AIM
Output the material word for word. Leave each picture out.

DATA IN THIS EXERCISE
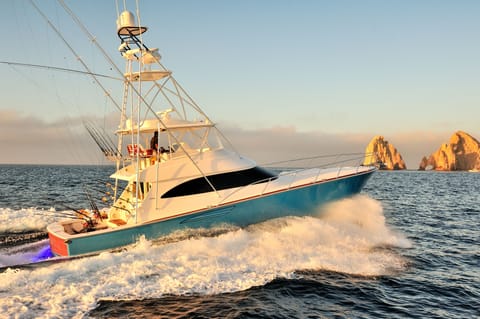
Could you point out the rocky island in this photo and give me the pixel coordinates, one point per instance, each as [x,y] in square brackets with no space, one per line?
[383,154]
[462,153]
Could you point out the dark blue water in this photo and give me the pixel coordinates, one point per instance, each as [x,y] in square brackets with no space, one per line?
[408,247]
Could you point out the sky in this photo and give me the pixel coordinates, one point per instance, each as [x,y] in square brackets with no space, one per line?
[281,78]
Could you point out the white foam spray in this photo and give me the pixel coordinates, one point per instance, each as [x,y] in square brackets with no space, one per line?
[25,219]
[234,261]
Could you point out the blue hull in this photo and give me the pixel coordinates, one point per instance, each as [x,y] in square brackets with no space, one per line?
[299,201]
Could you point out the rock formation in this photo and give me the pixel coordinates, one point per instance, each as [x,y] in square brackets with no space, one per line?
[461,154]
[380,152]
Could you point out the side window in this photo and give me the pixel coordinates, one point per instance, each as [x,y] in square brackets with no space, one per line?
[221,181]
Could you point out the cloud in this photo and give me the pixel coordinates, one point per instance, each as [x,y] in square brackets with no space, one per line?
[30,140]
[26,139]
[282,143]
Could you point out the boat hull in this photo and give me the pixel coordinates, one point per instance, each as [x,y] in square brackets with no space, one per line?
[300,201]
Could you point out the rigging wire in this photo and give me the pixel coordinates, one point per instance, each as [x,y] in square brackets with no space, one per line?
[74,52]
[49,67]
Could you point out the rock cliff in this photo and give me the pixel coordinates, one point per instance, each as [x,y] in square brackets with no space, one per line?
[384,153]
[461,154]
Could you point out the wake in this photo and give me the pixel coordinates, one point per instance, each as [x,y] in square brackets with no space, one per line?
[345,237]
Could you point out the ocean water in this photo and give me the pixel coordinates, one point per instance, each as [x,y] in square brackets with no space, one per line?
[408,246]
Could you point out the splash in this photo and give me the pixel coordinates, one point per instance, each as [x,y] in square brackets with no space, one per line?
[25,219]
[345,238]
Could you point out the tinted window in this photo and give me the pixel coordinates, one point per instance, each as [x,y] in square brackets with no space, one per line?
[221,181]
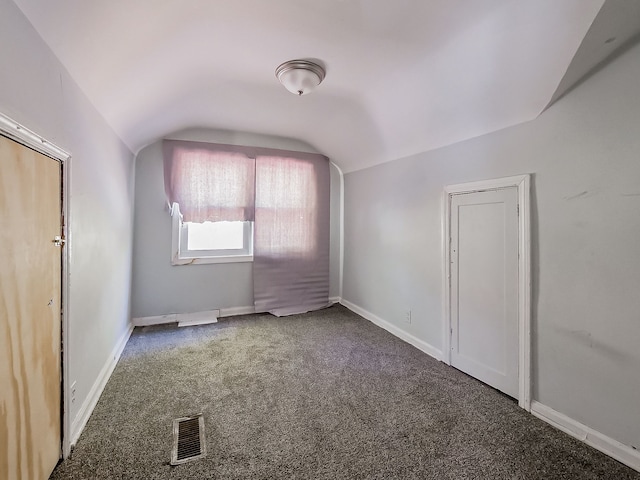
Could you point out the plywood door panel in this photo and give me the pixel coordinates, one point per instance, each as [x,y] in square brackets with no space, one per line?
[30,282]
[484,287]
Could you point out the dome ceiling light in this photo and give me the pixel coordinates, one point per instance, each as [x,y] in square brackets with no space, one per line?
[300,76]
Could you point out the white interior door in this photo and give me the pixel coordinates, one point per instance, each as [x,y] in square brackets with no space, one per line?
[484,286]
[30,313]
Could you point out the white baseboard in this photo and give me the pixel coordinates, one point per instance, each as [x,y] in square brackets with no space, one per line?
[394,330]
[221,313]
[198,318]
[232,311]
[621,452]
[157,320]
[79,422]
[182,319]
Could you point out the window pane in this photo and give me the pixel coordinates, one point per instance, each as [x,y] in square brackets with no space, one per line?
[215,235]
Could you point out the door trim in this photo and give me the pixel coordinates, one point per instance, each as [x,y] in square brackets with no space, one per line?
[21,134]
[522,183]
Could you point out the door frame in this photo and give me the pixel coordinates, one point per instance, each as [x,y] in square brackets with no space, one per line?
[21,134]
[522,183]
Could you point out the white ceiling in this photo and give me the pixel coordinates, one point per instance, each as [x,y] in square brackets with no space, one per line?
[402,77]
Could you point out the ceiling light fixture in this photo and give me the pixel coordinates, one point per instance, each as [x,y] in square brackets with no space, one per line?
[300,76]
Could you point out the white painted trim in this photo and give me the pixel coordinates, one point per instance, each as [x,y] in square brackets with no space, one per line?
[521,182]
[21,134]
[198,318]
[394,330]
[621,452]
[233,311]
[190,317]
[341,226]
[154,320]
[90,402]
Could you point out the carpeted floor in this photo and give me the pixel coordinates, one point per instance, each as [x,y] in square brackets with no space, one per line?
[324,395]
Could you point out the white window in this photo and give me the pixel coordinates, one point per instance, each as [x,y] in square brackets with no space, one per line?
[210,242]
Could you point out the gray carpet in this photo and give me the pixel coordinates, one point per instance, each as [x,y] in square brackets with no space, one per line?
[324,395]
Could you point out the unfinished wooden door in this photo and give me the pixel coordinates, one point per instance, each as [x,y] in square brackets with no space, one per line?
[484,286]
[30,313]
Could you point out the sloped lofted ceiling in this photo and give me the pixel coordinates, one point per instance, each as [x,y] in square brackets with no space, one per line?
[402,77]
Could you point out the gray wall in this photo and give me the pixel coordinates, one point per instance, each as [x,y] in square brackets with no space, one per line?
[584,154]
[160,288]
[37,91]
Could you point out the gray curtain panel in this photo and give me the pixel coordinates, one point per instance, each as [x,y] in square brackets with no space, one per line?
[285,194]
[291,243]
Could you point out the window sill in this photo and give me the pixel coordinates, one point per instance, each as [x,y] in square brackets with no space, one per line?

EXERCISE OUTPUT
Could you point out the rocky island in this photo and give me the pixel coordinates, one point per instance, each as [x,y] in square brackets with no space, one per line?
[383,154]
[462,153]
Could you point out the dark blue water in this photo and give me the pixel coordinates, one point per instance, each as [x,y] in square brackets with no space, one per line?
[408,247]
Could you point out the sky in this photo and give me the pixel coordinates, one point per instance, each as [x,y] in square brackets with no space, one per line?
[281,78]
Could you point out the white foam spray in this photo and give me the pixel coordinates, one point per instance, each as [x,y] in square brackets with no space, one per line?
[25,219]
[234,261]
Could you point out the blue hull in this photo and give me the pixel coordinates, one point per instance, each as [x,y] in square brackets with no space, one per line?
[299,201]
Could you point out the rock formation in this photo and give me the pixel coordinates, one point per instance, each as [x,y] in square brackets with no space, one per line?
[461,154]
[380,152]
Could you point out the side window in this photo and give me the pixel coordinates, one point per instance, each as [x,y] in square brackets with no space, one per line?
[221,181]
Could you point out the cloud in this photo and give me the pixel coordinates, one point per instance, each as [x,y] in square brackets with no space, one per line?
[30,140]
[26,139]
[282,143]
Could you point out the boat hull in this photo and give me the pixel coordinates, one point per instance, each as [x,y] in square brackets with no space, one per line?
[300,201]
Could you point out the rigging wire in this photo and give me the pixel coordinates, one point per instance, each as [x,y] in square brackets with no space, one per line?
[74,52]
[49,67]
Could you point out the rock cliff in this photo and give me the pixel coordinates, one point per instance, each as [x,y] in square brackets with no space, one per line?
[384,153]
[461,154]
Could you point out the wake in this photo and give me the pixel coordinates, one point per instance, each as [x,y] in square brackets with no space, one per line?
[345,237]
Could you point out the ocean water in this photo and give me the pixel coordinates, one point per instance, each as [x,y] in square brackets with no space, one per line?
[408,246]
Could you point out the splash in this photo and give me the pixel coordinates, one point per instance, each as [x,y] in square brackets with no space, one per line?
[25,219]
[345,238]
Could you point out the tinted window in this photo and give me the pixel coordinates, one point per instance, each as [x,y] in square brackets with no space, one per line?
[221,181]
Could you point out the plywood door panel in this photo and give me the pixel coordinates, one point per instance, each as [x,y] in square brackets with no space, one per line?
[30,282]
[484,287]
Could you point out the dome ceiling light in this photo and give me the pixel coordinates, one point per instance, each as [x,y] in square brackets with no space, one per line?
[300,76]
Could you point out the white interior door in this photo and give me the pixel coordinates, one point per instance, each as [x,y] in square brackets with no space, one per line?
[484,286]
[30,313]
Could you point out the white baseboard in this photo and give me the pixel coordinates, one point per instance, each as [x,y] in square brackets with no space, one per line?
[394,330]
[221,313]
[198,318]
[232,311]
[621,452]
[157,320]
[79,422]
[182,319]
Could you point out the window pane in this photo and give me the pixel coordinates, one point per instance, each as [x,y] in square brackets with no space, one per line?
[215,235]
Could you point out the door trim in this photo and give me the pixel coordinates, one point per instance, each as [x,y] in square brackets with no space, one per line?
[21,134]
[522,183]
Could you point out the door frame in this photo and give me the pixel coordinates, one point per instance, each as [x,y] in square brackets with no space, one per line?
[21,134]
[522,183]
Could you point out the white ceiling in this photo and give me the pixel coordinates, one point per instance, each as [x,y] in square brackets with no space, one per line?
[402,77]
Could you point out the ceiling light fixture in this photo and give me the pixel coordinates, one point per instance, each as [x,y] in square brackets with no space, one per line?
[300,76]
Could you point out the white painted trim in this photo and give me the pixel coordinates, one point per instance, each as [x,y] in square brackets with no space, one per line?
[521,182]
[21,134]
[198,318]
[394,330]
[621,452]
[233,311]
[190,317]
[341,226]
[154,320]
[90,402]
Could you point out the carpeted floor in this photo and give me the pixel coordinates, one point per instance, each as [x,y] in square brackets with no space, one per line?
[324,395]
Could you point out the white window in this photo and give me the pixel coordinates, one point per instance, each as [x,y] in square brackets with no space, one per line?
[210,242]
Could you point out the gray carpet in this photo and give me the pixel coordinates, one point per instance, each as [x,y] in square brackets with no space, one per line?
[324,395]
Could you point out the unfinished wooden door in this photo and give me the pixel coordinates, one point per instance, each as [x,y] in square brackets with no space, one per line?
[484,286]
[30,313]
Could you point out the sloped lofted ceiling in this photo and give me the pixel coordinates, one point per instance, each as [x,y] in square brackets with no space, one per line?
[402,77]
Could you point out the gray wall in this photo and give me the pixel coordinates, one point per instance, each as [x,y] in square brackets with no space, one per line?
[584,154]
[160,288]
[37,91]
Could you point out the gray curtain panel in this photo and give me the pixel coordinates, one point per instance, each as [x,y] in square brackets with no space, one per line?
[285,194]
[291,243]
Could you point out the window sill in this photo and give me the pixel coordinates, one point per instance, each as [x,y] in square brackets with no space, one per line?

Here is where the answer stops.